• **Exercise instructions**
Could you pick up the passage on growing prostate organoids from human embryonic stem cells and continue it from its last sentence?
━━━━━ Given passage
Mentions: In vivo, the prostate gland originates from the endodermal urogenital sinus (UGS). Prostate determination occurs prior to morphologic evidence of a developing structure and involves sequential expression of molecular signals that commit a specific field of UGS cells to a prostatic fate [2]. Phenotypic prostate development commences as UGS epithelial cells form buds that penetrate into the surrounding mesenchyme that further instructs branching and differentiation. The presence of steroids, in particular testosterone and its metabolite DHT, is essential for prostate specification, development and functional maturation. In the present study, careful consideration was given to each of these features in an attempt to grow prostate organoids from hESC in vitro. Fig 1A provides a schematic summary that identifies the four key stages of prostate organoid culture in the current study; hESC colony culture, induction of definitive endoderm (DE), prostatic fate determination and prostate organoid growth and differentiation.


Directed Differentiation of Human Embryonic Stem Cells into Prostate Organoids In Vitro and its Perturbation by Low-Dose Bisphenol A Exposure.
━━━━━━━━━━
━━━━━ Provided data
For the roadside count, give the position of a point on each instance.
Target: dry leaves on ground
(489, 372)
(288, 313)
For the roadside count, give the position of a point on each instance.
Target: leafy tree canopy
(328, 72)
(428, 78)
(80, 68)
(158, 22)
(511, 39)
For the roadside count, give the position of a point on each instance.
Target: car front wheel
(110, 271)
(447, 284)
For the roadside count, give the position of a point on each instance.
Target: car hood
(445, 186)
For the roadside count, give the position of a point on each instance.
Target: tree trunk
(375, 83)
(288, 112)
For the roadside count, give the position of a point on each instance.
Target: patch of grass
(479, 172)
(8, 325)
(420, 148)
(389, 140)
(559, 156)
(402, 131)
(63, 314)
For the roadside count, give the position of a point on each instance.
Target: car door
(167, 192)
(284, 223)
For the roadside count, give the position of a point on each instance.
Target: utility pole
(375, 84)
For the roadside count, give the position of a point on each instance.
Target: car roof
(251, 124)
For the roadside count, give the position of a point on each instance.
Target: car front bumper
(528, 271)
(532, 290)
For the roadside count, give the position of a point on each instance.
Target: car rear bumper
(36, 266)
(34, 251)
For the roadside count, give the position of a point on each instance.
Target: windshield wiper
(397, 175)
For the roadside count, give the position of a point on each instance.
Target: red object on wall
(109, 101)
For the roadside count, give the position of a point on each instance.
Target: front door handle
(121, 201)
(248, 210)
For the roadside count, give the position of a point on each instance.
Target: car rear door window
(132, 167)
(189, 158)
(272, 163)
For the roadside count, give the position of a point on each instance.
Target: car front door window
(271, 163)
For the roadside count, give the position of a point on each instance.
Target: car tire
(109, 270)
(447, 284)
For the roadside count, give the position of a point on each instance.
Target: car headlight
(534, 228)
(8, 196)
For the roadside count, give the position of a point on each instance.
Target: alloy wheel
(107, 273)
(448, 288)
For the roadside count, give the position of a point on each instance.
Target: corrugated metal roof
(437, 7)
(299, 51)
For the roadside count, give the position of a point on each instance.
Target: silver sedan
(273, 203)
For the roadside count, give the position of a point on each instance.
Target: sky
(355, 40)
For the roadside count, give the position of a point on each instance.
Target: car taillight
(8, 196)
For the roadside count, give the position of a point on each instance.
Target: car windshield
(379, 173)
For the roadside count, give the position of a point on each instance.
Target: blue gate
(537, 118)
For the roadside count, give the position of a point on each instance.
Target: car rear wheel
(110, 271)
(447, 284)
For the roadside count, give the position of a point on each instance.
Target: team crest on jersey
━━━━━━━━━━
• **Solved problem**
Calderon-Gierszal EL, Prins GS - PLoS ONE (2015)

Model of human embryonic stem cell directed differentiation into prostate tissue in vitro.(A) Definitive endoderm and mesoderm differentiation was driven by culturing hESC with activin A (100 ng/ml) for 3 days. In the next 4 consecutive days, differentiated cells were cultured with WNT10B (500 ng/ml) and FGF10 (500 ng/ml) to direct them into prostatic fate and organoid formation. Organoids were transferred and grown in Matrigel to allow their 3-D growth in prostatic media containing T (1.7 μM) and ATRA (10 nM), which permits differentiation and expansion of prostatic organoids. (B) Definitive endoderm differentiation images show morphological changes at 24 and 72 hours following activin A treatment, compared to untreated hESC (control). Phase-contrast images were obtained using the EVOS microscope. Scale bars represent 200 μm. After 3 days of treatment with Activin A, Day 3 DE cultures were immunostained for (C) FOXA2 (red), an endodermal specific marker and (D) Brachyury (green), a mesendodermal marker with nuclear staining (DAPI, blue). The merged image (E) show definitive endoderm staining (red-yellow; arrowheads) in the majority of cells while a subpopulation was Brachyury+ but FOXA2- (arrows) implicating a mesodermal component in a minority of cells. Scale bars represent 50 μm.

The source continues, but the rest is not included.